INSTRUCTIONS FOR THE TASK: Below are the records. Retype, exactly, the lines from the first through the line with "Where can you see the black beard?", and leave out the pictures.

ENTRIES SUPPLIED:
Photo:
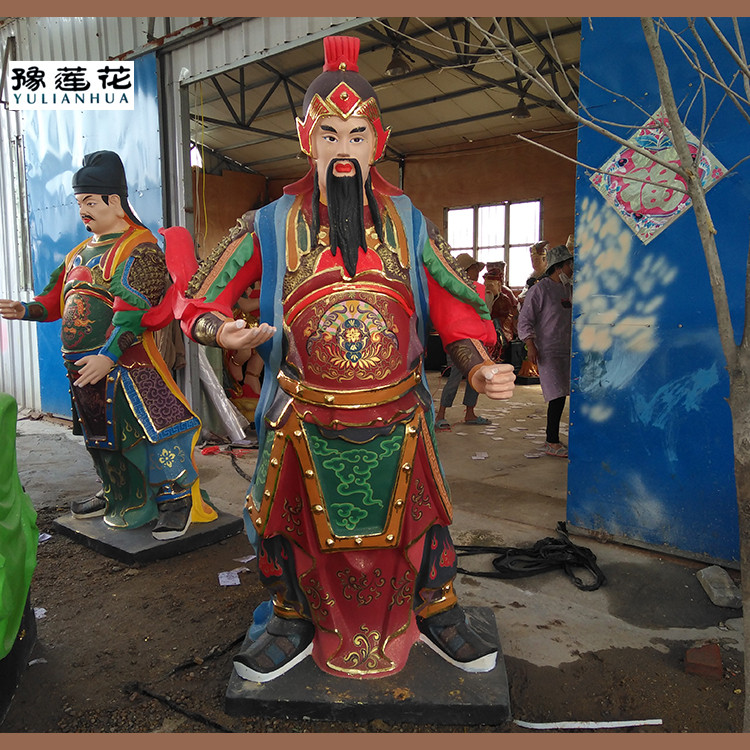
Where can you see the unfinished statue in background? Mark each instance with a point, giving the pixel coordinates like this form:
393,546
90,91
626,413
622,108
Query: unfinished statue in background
138,427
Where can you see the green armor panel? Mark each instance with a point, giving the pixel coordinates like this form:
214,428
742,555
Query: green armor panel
356,481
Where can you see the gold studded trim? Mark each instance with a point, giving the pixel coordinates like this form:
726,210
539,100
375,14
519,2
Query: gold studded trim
360,398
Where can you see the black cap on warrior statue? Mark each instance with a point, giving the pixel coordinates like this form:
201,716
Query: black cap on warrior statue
102,173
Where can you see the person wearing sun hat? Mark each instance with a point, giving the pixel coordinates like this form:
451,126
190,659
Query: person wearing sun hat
545,325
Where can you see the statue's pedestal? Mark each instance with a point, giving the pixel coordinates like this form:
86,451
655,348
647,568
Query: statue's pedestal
428,690
137,545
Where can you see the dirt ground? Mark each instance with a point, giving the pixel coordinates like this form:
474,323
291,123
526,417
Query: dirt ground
148,649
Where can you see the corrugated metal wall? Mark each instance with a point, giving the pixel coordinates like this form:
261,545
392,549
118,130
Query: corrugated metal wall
189,49
19,365
651,454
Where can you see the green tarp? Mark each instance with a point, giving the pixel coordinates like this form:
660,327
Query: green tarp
18,531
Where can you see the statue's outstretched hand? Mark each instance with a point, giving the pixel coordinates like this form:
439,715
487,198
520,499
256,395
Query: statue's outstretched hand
11,310
495,381
94,367
236,335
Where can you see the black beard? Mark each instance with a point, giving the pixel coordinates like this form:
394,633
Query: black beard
346,214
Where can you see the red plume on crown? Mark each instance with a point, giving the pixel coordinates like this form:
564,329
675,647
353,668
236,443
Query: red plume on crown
341,53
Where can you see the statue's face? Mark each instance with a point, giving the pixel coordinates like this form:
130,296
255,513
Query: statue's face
98,216
349,140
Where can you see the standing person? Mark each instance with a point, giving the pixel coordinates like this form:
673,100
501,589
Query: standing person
472,268
138,427
503,307
545,325
348,510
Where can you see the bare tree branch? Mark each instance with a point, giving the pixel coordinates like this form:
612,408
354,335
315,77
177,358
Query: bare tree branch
743,56
588,167
697,194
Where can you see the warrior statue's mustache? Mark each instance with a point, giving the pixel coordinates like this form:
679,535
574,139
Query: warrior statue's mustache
346,214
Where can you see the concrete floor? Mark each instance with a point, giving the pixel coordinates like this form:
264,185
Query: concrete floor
505,499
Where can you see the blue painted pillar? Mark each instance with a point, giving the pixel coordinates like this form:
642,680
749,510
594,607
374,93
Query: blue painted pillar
651,455
55,142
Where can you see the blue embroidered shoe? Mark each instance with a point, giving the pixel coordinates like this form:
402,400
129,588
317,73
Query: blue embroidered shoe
284,644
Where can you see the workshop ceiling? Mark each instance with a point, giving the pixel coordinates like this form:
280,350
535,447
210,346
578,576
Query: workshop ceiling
456,91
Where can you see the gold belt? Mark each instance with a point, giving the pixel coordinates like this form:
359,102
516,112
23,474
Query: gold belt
358,398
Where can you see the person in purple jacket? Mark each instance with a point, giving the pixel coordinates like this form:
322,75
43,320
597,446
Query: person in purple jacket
545,325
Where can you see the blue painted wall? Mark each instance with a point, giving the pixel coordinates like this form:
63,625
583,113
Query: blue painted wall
55,143
651,455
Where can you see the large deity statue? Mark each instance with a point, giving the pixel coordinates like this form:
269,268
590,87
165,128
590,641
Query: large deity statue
348,509
138,427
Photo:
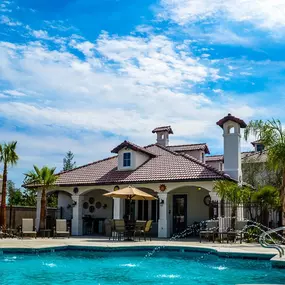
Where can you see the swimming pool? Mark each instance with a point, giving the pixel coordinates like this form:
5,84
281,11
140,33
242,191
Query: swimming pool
130,267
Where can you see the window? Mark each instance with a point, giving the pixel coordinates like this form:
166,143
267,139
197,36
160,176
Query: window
259,147
127,159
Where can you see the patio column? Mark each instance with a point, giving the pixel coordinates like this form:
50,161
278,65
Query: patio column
118,208
163,222
77,222
38,212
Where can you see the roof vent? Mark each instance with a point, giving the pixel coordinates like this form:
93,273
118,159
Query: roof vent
162,135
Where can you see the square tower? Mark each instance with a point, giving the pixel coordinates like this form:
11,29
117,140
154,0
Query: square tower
232,151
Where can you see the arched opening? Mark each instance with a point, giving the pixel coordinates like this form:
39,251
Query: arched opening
96,208
188,205
143,210
61,200
231,129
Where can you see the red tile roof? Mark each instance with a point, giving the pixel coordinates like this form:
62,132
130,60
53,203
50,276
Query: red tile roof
189,147
165,166
132,146
229,117
162,129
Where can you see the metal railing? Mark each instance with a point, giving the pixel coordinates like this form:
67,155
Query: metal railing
265,244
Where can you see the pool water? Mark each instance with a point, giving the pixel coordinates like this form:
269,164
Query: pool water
78,267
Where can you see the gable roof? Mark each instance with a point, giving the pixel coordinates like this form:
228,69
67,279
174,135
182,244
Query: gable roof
229,117
214,158
256,142
190,147
166,165
162,129
133,147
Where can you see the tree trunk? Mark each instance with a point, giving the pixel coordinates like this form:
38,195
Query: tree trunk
43,209
233,216
282,194
3,199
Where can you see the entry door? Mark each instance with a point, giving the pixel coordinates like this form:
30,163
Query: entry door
179,213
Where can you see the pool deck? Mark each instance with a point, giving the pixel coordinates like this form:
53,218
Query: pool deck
31,243
244,250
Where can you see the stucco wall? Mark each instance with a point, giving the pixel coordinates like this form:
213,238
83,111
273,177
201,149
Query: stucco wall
216,164
196,209
64,199
137,159
98,197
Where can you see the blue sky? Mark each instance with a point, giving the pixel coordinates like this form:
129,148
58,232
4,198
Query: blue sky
84,75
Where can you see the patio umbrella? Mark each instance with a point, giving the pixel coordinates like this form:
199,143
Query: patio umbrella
130,193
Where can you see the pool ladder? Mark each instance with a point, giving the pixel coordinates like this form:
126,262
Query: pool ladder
265,244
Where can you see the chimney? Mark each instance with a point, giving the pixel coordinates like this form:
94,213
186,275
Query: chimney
232,152
162,135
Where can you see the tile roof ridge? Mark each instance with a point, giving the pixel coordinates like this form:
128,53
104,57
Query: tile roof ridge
222,173
187,144
162,147
86,165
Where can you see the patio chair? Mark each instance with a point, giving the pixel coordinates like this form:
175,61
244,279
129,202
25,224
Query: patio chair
61,228
211,230
110,228
238,232
119,229
146,230
28,228
139,227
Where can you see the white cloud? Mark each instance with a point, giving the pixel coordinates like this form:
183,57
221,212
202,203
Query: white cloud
40,34
261,13
154,60
224,36
9,22
15,93
87,48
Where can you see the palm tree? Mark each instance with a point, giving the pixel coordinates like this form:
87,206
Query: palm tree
272,136
8,156
268,198
44,178
231,192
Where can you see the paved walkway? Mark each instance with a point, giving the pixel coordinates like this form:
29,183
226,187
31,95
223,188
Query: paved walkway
104,242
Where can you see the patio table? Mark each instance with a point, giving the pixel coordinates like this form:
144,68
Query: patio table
10,233
44,233
129,231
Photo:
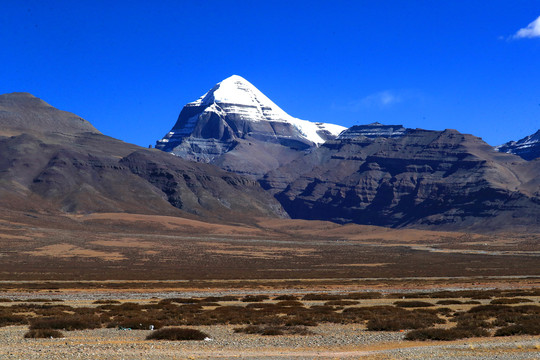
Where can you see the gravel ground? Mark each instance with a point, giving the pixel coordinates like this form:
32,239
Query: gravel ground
330,341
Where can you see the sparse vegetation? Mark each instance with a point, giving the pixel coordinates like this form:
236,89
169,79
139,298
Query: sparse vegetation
413,304
444,334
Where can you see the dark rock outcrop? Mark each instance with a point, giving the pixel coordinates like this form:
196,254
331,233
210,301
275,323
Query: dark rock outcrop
425,179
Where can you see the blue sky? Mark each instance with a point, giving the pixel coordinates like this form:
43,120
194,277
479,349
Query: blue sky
129,66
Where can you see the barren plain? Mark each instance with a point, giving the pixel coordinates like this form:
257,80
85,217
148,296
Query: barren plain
338,280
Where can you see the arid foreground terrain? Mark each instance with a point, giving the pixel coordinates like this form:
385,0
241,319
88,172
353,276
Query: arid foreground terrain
272,289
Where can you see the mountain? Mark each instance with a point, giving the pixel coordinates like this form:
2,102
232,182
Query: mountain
25,112
423,179
528,147
374,130
55,161
238,128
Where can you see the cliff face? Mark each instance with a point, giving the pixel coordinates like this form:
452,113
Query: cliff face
24,111
425,179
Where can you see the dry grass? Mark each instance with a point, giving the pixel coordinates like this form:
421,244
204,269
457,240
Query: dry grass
177,334
43,333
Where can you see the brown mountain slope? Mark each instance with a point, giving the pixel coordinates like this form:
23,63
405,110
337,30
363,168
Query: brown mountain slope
23,111
427,179
66,168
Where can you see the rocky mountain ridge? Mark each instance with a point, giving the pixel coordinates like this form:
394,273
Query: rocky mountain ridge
424,179
65,165
528,148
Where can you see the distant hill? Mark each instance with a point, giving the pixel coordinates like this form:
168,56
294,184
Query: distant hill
24,111
423,179
528,147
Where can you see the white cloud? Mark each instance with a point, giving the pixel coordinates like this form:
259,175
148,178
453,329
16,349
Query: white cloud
532,30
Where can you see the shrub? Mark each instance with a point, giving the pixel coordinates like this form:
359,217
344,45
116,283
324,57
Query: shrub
413,304
286,297
363,295
290,303
66,323
525,327
137,323
176,333
43,333
444,334
273,330
395,323
254,298
323,297
221,298
341,302
9,319
105,302
449,302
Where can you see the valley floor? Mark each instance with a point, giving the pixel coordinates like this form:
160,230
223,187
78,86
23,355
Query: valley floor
326,341
330,342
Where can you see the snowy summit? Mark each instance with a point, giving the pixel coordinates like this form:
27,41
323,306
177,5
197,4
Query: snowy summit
238,99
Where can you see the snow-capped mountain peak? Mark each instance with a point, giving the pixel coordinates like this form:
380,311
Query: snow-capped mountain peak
237,100
528,147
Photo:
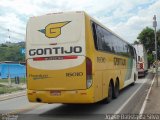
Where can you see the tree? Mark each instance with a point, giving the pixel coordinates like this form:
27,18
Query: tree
147,38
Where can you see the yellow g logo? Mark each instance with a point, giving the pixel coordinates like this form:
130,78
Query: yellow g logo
53,30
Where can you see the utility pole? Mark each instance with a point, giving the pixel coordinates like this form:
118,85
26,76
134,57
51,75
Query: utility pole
9,79
155,25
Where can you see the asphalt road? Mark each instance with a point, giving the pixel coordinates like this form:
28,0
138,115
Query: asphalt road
129,101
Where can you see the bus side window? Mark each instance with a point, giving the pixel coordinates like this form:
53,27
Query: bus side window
95,35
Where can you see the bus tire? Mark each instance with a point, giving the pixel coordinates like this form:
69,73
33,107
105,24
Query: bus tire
116,89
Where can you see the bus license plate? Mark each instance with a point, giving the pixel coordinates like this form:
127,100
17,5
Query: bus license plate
56,93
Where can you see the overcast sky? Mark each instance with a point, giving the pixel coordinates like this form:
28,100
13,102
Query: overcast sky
125,17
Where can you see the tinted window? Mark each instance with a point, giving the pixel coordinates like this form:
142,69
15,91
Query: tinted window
106,41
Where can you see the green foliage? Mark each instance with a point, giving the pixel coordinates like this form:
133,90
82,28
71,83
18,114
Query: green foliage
11,53
147,38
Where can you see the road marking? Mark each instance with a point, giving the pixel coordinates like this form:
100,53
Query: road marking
145,101
26,108
126,102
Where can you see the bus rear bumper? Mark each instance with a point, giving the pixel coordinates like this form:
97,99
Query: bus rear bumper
72,96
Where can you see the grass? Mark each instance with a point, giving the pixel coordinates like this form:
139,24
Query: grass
6,89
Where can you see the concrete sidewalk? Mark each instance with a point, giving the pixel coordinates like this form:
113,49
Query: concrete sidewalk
153,101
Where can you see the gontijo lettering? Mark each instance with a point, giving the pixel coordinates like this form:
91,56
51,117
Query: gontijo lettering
53,30
55,50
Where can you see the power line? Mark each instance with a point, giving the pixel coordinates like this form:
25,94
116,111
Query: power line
8,30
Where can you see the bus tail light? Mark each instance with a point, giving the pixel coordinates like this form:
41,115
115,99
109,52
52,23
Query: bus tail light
88,72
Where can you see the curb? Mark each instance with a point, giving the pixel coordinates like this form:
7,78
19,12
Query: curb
12,95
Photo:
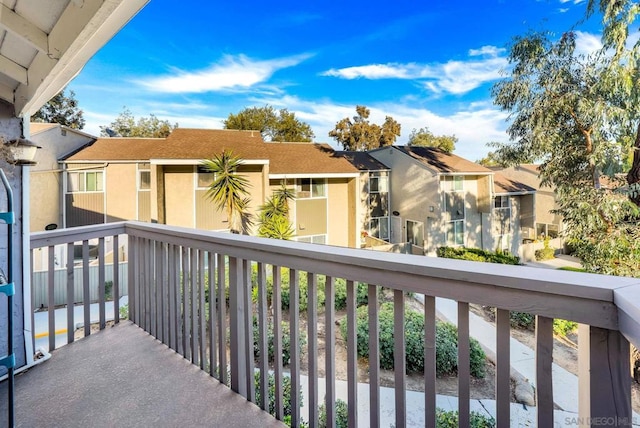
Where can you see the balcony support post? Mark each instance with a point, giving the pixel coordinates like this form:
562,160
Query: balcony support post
237,315
604,378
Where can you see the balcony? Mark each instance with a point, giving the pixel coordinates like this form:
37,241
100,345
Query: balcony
200,307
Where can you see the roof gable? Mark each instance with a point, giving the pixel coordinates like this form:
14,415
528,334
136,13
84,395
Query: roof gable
196,144
441,161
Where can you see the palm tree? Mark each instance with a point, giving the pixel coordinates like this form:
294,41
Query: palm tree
274,215
228,190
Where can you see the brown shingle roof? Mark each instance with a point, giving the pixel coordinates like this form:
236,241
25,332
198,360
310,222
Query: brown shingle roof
284,158
442,161
363,161
503,184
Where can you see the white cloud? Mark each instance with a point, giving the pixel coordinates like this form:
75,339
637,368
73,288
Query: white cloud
232,72
475,126
375,71
454,77
587,43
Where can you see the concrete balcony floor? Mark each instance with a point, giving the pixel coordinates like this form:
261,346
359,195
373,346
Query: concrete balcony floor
123,377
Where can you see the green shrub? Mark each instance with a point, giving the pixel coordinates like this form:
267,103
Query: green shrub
340,288
124,312
342,415
563,327
546,253
286,342
286,393
446,342
362,294
449,419
477,255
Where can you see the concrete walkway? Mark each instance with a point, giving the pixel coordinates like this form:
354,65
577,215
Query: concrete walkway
41,322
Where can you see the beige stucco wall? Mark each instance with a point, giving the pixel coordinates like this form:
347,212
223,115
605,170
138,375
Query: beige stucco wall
46,175
413,190
121,191
179,195
340,217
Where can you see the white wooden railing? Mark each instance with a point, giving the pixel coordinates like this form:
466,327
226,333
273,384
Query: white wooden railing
171,268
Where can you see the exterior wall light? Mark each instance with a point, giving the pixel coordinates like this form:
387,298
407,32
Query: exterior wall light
22,151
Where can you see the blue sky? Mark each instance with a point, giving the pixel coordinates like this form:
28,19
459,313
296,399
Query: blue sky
426,63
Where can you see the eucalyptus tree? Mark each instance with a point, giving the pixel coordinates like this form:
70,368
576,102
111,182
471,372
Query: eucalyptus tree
359,134
425,138
229,190
577,115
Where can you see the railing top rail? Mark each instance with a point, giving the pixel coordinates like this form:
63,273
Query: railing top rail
75,234
599,300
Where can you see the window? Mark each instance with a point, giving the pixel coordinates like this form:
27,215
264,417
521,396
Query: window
502,222
313,239
454,207
311,188
205,177
544,230
85,181
415,233
144,180
379,205
379,228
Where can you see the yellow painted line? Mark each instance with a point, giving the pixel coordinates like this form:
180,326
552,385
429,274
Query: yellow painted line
46,333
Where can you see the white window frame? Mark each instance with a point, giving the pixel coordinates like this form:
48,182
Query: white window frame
312,182
83,174
454,184
503,204
197,173
142,169
372,229
420,224
312,238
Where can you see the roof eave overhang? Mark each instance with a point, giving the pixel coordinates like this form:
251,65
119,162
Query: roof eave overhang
98,21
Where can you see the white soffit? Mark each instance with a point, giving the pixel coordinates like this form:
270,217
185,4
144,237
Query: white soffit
45,43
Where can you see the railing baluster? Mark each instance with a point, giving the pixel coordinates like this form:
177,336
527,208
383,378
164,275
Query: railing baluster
164,286
70,285
249,366
202,312
157,290
329,348
222,318
312,349
144,283
503,367
116,278
186,309
374,356
51,305
177,258
171,285
399,359
101,286
430,361
277,341
236,327
213,314
262,338
133,288
294,349
86,298
194,304
464,366
544,379
352,356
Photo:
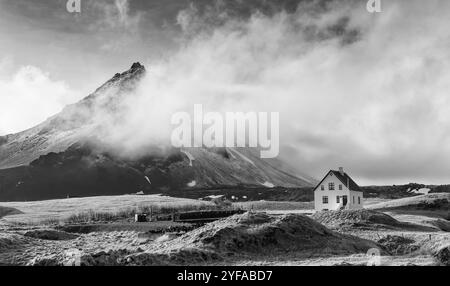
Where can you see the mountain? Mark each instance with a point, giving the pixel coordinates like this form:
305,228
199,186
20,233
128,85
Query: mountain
65,156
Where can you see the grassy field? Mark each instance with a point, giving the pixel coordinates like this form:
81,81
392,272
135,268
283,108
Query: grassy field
78,210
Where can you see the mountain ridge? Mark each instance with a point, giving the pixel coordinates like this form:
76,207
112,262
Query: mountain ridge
65,156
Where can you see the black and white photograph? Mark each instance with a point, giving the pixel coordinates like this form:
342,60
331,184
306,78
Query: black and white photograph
224,133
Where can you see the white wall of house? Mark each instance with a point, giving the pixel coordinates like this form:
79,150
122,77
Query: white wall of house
354,199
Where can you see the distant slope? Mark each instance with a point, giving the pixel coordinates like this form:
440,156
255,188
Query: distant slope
73,124
66,156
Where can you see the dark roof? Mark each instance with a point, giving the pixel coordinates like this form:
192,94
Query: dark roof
344,179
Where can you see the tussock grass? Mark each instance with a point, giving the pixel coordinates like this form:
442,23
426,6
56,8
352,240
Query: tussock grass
128,214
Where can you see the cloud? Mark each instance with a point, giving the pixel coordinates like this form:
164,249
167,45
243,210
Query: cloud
368,92
28,97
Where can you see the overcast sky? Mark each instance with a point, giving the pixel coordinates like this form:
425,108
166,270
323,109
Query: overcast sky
365,91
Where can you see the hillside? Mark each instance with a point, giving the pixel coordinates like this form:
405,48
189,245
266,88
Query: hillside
66,156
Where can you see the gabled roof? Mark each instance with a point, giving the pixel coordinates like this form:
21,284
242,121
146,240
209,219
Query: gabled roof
344,179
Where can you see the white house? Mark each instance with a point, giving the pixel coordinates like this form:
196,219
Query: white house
337,191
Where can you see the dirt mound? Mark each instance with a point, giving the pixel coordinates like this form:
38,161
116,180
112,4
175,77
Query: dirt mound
398,245
50,234
355,218
443,256
10,241
4,211
251,234
434,201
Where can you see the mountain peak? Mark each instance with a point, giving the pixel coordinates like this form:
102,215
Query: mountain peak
137,65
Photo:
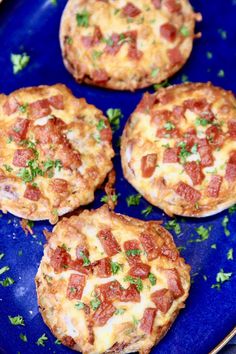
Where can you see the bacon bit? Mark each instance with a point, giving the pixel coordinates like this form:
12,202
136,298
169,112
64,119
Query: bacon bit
171,155
168,32
109,291
10,106
102,268
105,311
149,245
140,270
188,193
193,169
214,186
75,286
19,129
59,185
163,299
174,282
100,76
109,243
21,157
57,101
32,193
68,341
175,56
230,174
39,109
132,245
148,165
131,10
147,321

THE COMPLETED TASK:
Photo:
Where can you see the unfinished statue in background? Mark each instance with a point, giving the pixel coordinates like this form:
393,546
90,91
626,413
622,108
Query: unfinished statue in background
138,427
Where can you see the green armor panel? Mark each instance with a point, giving the pixel coordinates like this form:
214,428
742,555
Query: green armor panel
356,481
Where can you see the gold studded trim? Mark each instance with a point, giving the pixel coordinates like this form:
726,210
539,100
375,14
519,2
Query: gold studded trim
360,398
Where can you see the black cap on warrior statue? Mark each instance with a point, giving the pixel coordinates like this form:
201,716
Query: black cap on warrior statue
102,173
Where can you see the person wearing sun hat? Mark each instance with a point, giving the pixel coordinates like this form:
451,126
190,659
Query: person wearing sun hat
545,325
Where can you see the statue's pedestal? Mark each instance with a point, giving the pixel coordinates like this form:
86,451
655,348
647,568
Query: statue's pedestal
428,690
137,545
Where can you see the dirt ground? Mark each instance with a point, giving the pixel coordinates like this form:
474,323
291,123
526,417
Query: dirt ground
148,649
Where can you see the corrugated metal wall? Mark each instance with a point, giving the pixel coordinates like this form:
261,545
392,549
118,130
Query: corrugated metal wall
189,49
19,365
651,454
Where can you see the green tarp? Mark each instance with a point, giving the pixel coordinates like this form:
660,327
Query: green tarp
18,531
Where can you see the statue's outstretched hand? Mark each instance with a point, giving the pixel coordinates like this form:
439,715
487,198
520,499
256,395
Query: statue's outstretched hand
11,310
495,381
94,367
236,335
Where can you see the black beard? Mark each instance with a point, giving the pixel coordinates like this form:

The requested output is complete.